Excerpts of location labeling data:
──────

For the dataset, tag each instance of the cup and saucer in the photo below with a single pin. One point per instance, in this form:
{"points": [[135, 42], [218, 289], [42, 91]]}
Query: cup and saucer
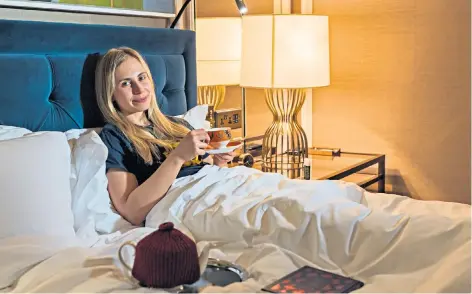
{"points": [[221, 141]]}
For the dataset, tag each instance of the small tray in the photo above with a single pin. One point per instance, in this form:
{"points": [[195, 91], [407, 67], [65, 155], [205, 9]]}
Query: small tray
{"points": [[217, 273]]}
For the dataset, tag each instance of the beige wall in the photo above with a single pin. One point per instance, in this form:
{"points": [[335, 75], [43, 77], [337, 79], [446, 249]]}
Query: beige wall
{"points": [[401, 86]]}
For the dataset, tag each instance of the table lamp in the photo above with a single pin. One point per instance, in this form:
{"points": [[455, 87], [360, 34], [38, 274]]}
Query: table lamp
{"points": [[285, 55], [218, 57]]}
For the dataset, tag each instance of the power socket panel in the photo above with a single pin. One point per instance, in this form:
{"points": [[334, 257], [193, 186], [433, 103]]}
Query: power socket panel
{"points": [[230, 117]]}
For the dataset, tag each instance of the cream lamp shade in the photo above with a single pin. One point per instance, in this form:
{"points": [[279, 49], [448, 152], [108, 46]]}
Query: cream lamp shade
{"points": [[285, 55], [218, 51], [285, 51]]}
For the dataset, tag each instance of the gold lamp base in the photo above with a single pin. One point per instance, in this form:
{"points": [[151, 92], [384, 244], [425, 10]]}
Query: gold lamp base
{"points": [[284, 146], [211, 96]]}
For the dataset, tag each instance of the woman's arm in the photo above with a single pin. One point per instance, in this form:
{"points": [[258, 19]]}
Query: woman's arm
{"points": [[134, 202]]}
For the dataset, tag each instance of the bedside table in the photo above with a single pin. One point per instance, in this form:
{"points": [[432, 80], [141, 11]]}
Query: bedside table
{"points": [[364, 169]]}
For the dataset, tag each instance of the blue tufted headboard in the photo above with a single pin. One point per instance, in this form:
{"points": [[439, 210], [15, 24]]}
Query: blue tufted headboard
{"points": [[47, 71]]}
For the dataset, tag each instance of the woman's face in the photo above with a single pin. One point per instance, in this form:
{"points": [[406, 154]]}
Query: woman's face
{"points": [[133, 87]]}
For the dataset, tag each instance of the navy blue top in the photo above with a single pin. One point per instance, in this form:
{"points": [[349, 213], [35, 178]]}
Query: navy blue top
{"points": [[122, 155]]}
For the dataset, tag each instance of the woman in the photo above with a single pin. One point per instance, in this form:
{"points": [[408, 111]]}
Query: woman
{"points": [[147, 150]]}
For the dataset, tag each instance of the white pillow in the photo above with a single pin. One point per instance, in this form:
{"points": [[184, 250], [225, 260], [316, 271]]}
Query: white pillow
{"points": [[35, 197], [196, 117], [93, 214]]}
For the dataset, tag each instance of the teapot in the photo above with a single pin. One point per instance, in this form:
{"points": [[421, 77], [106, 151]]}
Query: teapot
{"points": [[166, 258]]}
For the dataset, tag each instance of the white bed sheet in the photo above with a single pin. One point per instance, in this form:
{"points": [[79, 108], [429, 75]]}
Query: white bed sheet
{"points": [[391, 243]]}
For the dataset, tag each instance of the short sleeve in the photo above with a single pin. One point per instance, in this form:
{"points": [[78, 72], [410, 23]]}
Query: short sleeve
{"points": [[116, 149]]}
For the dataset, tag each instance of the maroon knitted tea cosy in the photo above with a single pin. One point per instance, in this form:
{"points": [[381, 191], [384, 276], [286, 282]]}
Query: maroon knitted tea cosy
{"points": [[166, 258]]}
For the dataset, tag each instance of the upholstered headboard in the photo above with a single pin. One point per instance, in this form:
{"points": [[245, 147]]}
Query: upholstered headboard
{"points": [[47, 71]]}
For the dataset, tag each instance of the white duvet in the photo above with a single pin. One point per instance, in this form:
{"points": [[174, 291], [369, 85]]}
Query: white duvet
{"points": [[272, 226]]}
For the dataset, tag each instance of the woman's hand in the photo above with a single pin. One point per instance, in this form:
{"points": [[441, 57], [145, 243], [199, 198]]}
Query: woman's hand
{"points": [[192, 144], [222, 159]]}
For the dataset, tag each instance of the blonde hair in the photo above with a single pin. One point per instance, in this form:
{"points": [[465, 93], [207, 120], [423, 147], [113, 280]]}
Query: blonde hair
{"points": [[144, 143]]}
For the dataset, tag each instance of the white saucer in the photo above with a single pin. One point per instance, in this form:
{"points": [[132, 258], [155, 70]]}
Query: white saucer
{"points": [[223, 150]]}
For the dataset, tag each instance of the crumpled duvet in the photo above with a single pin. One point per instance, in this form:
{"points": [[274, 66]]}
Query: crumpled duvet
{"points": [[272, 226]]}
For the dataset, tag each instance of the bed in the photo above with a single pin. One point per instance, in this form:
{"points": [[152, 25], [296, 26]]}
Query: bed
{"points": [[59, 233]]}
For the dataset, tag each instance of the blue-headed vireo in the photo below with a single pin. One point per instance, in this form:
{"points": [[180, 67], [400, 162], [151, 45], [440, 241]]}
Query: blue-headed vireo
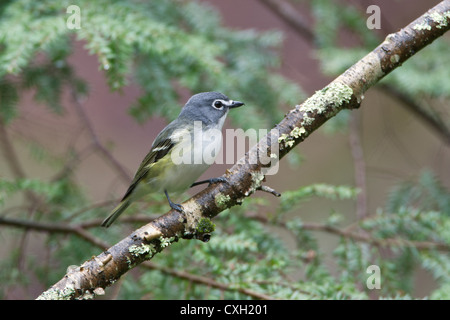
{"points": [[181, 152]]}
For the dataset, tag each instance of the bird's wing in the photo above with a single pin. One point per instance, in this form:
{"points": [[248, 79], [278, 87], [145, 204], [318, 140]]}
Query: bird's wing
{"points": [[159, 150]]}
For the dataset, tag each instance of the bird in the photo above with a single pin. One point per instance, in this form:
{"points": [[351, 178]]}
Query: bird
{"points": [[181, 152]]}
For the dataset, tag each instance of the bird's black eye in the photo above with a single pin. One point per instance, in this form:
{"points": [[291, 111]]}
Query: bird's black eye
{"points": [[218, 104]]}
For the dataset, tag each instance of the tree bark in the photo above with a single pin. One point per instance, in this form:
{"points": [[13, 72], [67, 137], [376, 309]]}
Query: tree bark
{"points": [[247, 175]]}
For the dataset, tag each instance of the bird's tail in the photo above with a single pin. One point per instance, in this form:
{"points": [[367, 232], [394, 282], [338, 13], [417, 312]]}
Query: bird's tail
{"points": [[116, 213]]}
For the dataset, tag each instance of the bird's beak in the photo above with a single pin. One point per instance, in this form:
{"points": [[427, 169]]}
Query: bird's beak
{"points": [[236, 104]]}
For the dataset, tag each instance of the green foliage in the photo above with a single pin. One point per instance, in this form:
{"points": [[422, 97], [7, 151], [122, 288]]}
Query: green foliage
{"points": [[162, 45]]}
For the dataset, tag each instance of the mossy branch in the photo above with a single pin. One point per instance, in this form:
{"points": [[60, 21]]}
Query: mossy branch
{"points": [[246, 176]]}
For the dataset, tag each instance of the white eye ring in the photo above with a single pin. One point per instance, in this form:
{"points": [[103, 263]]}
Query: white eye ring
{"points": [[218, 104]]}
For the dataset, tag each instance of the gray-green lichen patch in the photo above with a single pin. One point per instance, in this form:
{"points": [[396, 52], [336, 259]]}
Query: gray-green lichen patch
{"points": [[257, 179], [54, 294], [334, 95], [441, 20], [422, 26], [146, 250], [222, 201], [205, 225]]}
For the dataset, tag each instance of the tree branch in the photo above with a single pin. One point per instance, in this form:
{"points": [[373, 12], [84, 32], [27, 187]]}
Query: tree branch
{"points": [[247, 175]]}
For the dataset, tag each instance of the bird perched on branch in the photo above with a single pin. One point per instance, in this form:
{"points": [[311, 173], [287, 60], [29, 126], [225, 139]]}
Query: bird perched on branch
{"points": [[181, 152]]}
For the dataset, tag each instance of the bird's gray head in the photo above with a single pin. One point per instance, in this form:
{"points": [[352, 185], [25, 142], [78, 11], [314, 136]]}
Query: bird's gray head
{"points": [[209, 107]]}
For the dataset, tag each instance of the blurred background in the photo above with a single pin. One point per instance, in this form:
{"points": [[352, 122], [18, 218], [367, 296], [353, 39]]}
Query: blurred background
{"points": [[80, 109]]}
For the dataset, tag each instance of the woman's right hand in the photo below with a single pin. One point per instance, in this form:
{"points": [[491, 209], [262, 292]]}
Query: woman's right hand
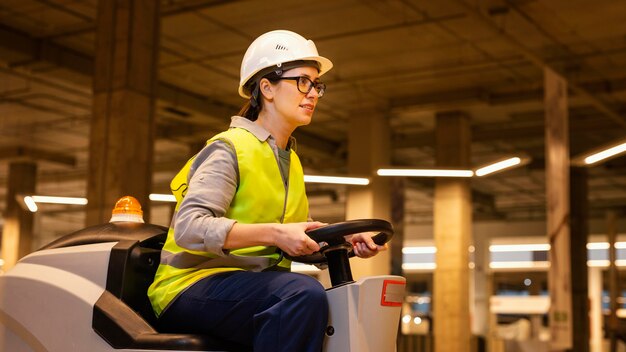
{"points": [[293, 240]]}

──────

Task directions: Print the records above word for word, starting at the line that contains "For the dataset, tag each instance of the bird's gray" and ending at the end of the records, leaving out the pictures.

Solved problem:
For the dataset, tag each instance of the bird's gray head in the photo above with a single pin. One point per instance, in this form:
{"points": [[352, 185], [25, 142], [78, 11], [314, 136]]}
Query: bird's gray head
{"points": [[209, 107]]}
For the dataset, tag each instance of the blurred background in the photo above with a single pin. One point per instance, in this form:
{"points": [[352, 122], [18, 218], [367, 296], [353, 39]]}
Query: blurred background
{"points": [[80, 109]]}
For the dataset, tag each instance of the woman's right hand in the photo below with a single pin. One point per instance, in this form:
{"points": [[491, 209], [262, 292]]}
Query: woman's right hand
{"points": [[293, 240]]}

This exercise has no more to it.